- Exercise data

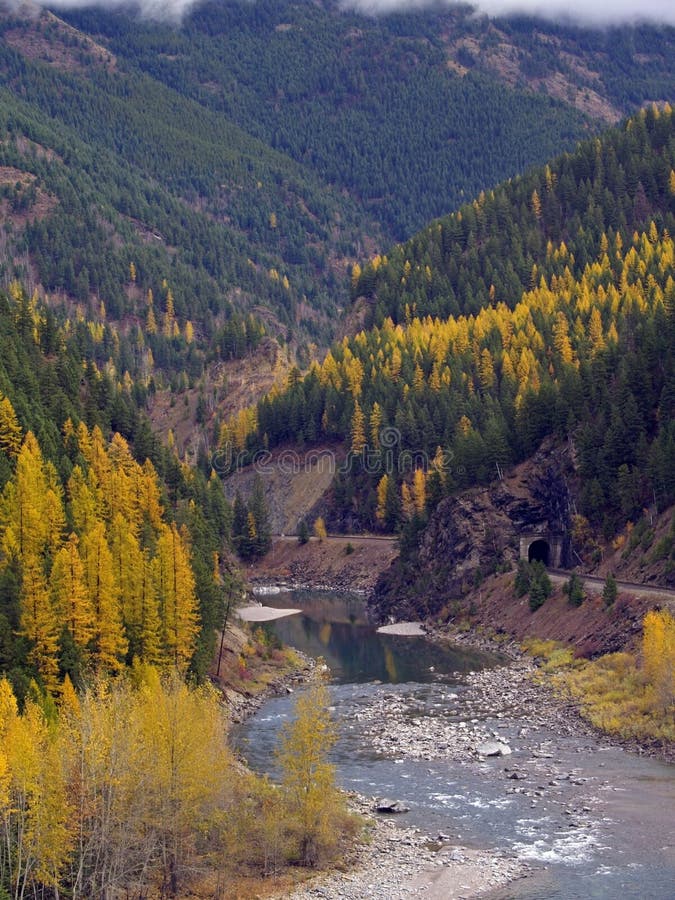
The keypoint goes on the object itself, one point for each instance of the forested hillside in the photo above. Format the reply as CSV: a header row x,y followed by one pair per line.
x,y
573,337
110,546
237,163
368,105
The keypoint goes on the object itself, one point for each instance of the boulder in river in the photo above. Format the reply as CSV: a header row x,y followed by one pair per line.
x,y
493,748
391,806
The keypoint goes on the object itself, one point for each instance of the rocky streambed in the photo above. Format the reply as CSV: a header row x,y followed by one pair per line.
x,y
403,862
549,800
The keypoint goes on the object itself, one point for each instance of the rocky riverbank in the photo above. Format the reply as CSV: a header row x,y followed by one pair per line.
x,y
400,862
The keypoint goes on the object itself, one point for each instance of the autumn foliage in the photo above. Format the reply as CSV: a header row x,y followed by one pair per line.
x,y
103,577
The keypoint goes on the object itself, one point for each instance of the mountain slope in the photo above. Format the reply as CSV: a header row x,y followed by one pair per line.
x,y
433,404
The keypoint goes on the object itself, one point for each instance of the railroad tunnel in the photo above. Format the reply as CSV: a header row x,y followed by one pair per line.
x,y
539,551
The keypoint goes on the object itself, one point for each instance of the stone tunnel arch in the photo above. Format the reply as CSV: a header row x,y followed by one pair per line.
x,y
539,551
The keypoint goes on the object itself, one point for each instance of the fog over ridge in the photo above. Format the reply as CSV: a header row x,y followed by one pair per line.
x,y
600,13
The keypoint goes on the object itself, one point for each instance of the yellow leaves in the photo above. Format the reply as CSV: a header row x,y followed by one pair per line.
x,y
658,653
10,430
320,532
536,205
382,491
358,432
175,585
308,779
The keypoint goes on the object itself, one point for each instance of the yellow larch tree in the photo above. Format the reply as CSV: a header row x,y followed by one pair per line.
x,y
420,490
38,621
110,643
70,597
658,654
176,597
375,425
358,432
382,491
10,430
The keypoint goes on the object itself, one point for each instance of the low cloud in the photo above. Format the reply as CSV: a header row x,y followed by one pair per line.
x,y
599,13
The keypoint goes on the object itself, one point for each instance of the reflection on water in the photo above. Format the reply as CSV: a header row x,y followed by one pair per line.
x,y
621,805
334,626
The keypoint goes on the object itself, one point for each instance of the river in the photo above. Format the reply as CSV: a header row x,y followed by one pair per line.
x,y
593,820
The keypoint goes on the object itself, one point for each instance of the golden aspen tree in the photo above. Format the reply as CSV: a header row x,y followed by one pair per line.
x,y
181,748
37,819
69,594
176,597
658,654
109,643
308,779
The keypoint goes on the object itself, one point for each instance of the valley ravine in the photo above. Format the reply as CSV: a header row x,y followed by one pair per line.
x,y
564,814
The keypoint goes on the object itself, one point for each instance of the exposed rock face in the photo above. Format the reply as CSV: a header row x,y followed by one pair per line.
x,y
474,533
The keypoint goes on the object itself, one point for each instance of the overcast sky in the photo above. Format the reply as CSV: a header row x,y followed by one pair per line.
x,y
592,12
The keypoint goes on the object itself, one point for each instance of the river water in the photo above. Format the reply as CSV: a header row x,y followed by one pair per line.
x,y
593,820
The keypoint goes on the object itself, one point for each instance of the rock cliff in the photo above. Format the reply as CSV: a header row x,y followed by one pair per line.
x,y
479,532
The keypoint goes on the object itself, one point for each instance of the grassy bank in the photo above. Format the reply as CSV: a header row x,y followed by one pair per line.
x,y
629,695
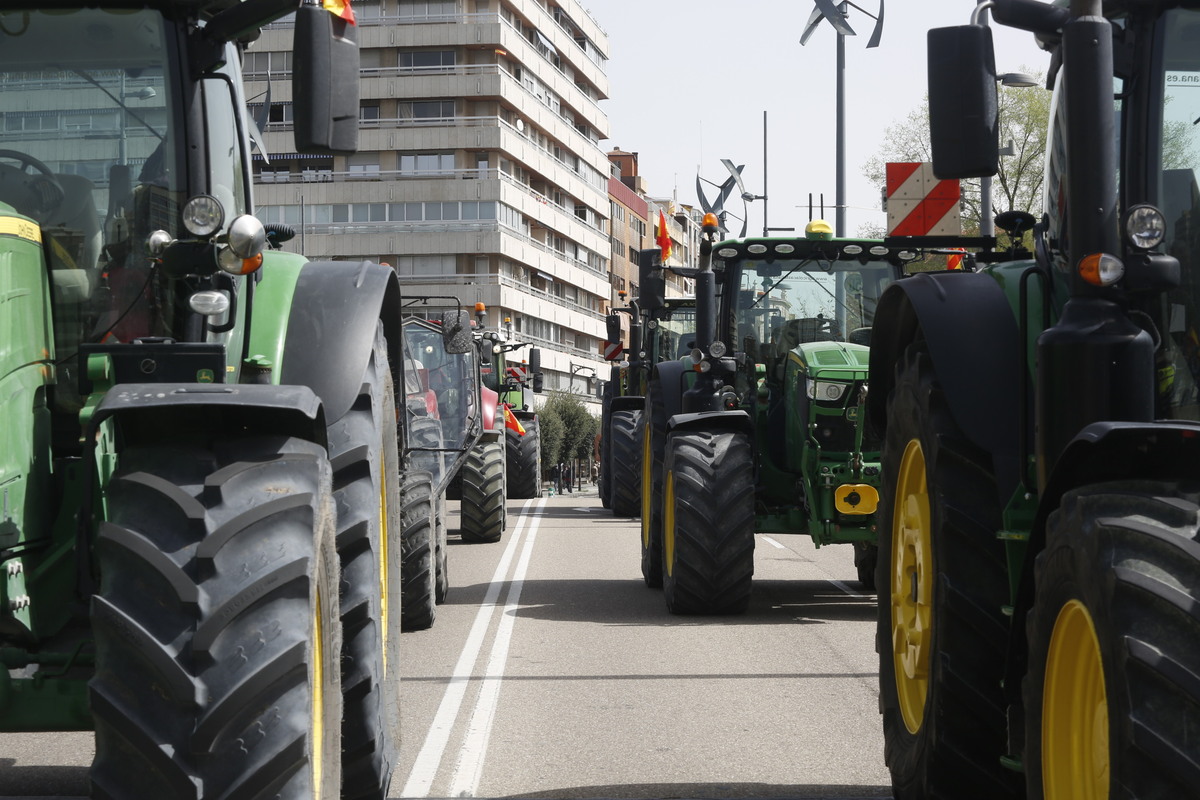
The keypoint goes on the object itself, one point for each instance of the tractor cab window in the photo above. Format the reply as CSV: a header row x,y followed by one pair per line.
x,y
1180,202
673,334
784,304
89,152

- What is expected
Your task is to repeat the material above exactly, without its pictures.

- Task solution
The keypoint goes on the object itself, one point for each instance of the forested hillside in the photo above. Format the reply as CSV: a header row x,y followed by one pair per line.
x,y
573,337
110,546
237,163
368,105
The keypoint goes on the object itself, one point for each instance of the boulder in river in the photo above. Format the reply as CSV: a header row x,y followed by one pair per line.
x,y
493,748
391,806
The keypoint goes on the object itself, one point for each instance of the rocky streambed in the photo above. Format the reply as CSV: a header row x,y followed by one pair per line.
x,y
403,862
549,800
The keypoint goes on the object itself, one point for each instance of the rocky riverbank in the photo above. Format the reply as CSV: a header row x,y followed by one pair per line.
x,y
400,862
The keypoint goes on the object itself, one point for each instance of the autumn foliage in the photo above. Format the reply as CSV: a header row x,y followed by one pair per line.
x,y
103,577
The keypoint goes on the object itself, one point for each instance of the mountain slope in the photo above. Format the reply as CSV: a header row x,y followed by one pair per line.
x,y
433,404
The keypoint goes on the object itself, one point for each instance of the railroad tunnel in the photo above. Format the reply as CSV: a header row x,y followed by one pair per line.
x,y
539,551
The keypoint goes on the object itself, one point for each instance of the stone tunnel arch in the photo above. Format the reply as CSV: a header row x,y followed by one pair per line.
x,y
539,551
The keypoint goes on the object itself, one point for each instance of the fog over ridge in the photo above. Format the reply as CSV: a header row x,y followed by one pair per line.
x,y
600,13
The keypoint goes on the object itself, one point for each instance of the yellow leaves in the photo above. Format the reply as CSV: a header row x,y followed by one pair per line.
x,y
658,653
10,430
320,532
536,205
382,491
358,432
175,585
308,779
The keypoint goes on the object itself, one point for each instance of the yellow larch tree in the photo above. Format the reply as CSV: a header row x,y followed by one pair per line.
x,y
420,490
38,621
110,643
70,597
658,654
176,597
375,425
358,432
382,491
10,430
The keypoint goes on the object itself, one point for each instance of the low cloud in the photo above. Format the reply as CSV: a header row x,y followed by one pair per line.
x,y
599,13
The keypoint goes on the object itself, one point for each instance of the reflection on water in the photo above. Format the reply as CSV: a header row x,y followed by one pair per line.
x,y
621,805
334,626
The keypoint goes on the object itself, one point for each instance of the river in the photo above. Format the reply as CSV: a header row x,y followed by one pair per line.
x,y
593,820
The keypoint goes on the object itself, one point for each instance of the golden aspen tree in the photo above. Format the reply as CSV: a header row x,y followed by one pair per line.
x,y
181,748
37,819
69,594
176,597
658,654
109,643
308,779
The keypoint goes on the object itself, one point for each instance of the valley ravine in the photo above. Format the reply as CSV: a header row x,y followed by one pair per line.
x,y
564,814
The keypoint goes on the object itself, one point for each instance of the exposed rock face in the photo above. Format the reply as CSV: a header row x,y followed by one pair per line.
x,y
474,533
The keypoint goes on the object itself, one point for each instance of the overcast sky in the photo above. Format the reply as CSV: a header row x,y followed by one pair per line.
x,y
592,12
The keypoint goes on the object itself, one point for each instance of the river water in the photo above. Format the reply as CSV: a header row x,y followed by one pair per line.
x,y
593,820
The keypoint goes on the object itself, one point for each instance of the rock cliff in the photo above. Format the reply as CSV: a header row x,y followed by one pair per line.
x,y
479,532
The keypoint goes on the object itself, one point for each instance of the grassy bank in the photo above. Format the reply as CSV: a header row x,y followed by one pair per line.
x,y
629,695
The keypoint goes on the object itself, one point for each instance of the tractor cab window in the photo above. Format the reply as CSV: a header row x,y followed by one pair per line.
x,y
1180,202
673,334
784,304
89,152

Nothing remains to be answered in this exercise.